[Source data]
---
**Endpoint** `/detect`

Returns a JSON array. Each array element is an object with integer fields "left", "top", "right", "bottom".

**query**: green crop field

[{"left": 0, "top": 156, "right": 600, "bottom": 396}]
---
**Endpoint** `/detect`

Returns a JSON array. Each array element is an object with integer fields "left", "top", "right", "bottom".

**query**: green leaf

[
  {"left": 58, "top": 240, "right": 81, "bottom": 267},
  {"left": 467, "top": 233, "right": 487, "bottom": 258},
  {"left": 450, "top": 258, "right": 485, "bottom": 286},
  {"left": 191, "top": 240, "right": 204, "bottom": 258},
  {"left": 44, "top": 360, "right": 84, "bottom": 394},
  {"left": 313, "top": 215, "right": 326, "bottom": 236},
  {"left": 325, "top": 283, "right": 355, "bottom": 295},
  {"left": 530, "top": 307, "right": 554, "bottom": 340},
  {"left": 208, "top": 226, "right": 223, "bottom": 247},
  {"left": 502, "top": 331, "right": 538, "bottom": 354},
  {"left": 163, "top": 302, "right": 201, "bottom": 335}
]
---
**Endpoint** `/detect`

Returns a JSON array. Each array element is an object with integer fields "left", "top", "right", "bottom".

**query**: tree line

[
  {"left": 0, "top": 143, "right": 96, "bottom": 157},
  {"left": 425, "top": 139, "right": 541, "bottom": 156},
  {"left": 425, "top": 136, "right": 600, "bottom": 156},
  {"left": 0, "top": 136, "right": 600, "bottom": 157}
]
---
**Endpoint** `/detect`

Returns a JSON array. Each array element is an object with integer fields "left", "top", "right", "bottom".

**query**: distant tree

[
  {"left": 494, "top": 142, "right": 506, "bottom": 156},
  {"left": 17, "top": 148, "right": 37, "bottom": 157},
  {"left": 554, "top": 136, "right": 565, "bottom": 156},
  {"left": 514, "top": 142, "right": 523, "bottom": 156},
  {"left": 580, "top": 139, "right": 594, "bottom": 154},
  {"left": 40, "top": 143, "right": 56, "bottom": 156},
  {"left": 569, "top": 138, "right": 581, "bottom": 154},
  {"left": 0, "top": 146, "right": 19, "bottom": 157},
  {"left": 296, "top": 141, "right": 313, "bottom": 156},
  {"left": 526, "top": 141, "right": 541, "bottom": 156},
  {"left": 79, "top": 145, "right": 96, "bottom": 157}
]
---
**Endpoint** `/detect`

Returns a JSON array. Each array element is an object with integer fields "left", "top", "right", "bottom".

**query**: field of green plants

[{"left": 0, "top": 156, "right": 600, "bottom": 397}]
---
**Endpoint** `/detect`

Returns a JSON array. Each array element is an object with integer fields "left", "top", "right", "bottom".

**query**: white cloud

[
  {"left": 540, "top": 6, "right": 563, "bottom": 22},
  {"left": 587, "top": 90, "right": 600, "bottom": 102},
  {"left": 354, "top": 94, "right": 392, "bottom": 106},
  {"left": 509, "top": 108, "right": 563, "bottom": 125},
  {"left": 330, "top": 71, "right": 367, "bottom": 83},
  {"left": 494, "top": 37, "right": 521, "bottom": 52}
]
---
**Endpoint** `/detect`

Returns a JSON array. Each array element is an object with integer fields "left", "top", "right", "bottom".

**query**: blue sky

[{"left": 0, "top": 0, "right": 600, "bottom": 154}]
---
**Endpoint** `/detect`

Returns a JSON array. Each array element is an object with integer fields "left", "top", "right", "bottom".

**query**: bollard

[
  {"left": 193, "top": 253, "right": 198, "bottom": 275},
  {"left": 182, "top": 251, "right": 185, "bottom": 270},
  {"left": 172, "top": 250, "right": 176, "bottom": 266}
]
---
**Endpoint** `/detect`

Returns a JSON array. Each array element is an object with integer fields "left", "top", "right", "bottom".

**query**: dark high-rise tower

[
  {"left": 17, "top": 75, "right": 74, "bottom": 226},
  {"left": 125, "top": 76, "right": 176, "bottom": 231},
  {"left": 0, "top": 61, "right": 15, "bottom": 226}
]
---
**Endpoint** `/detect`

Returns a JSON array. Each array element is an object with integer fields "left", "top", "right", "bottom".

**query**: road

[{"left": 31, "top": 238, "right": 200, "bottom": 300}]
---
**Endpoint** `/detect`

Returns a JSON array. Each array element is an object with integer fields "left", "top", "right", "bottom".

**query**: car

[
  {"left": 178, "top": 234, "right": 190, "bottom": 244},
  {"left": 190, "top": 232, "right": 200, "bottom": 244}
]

Given task: Locate each line in the source data above that contains the string "green", and copy those lines out in full.

Written response:
**query**: green crop field
**query**: green leaf
**query**: field of green plants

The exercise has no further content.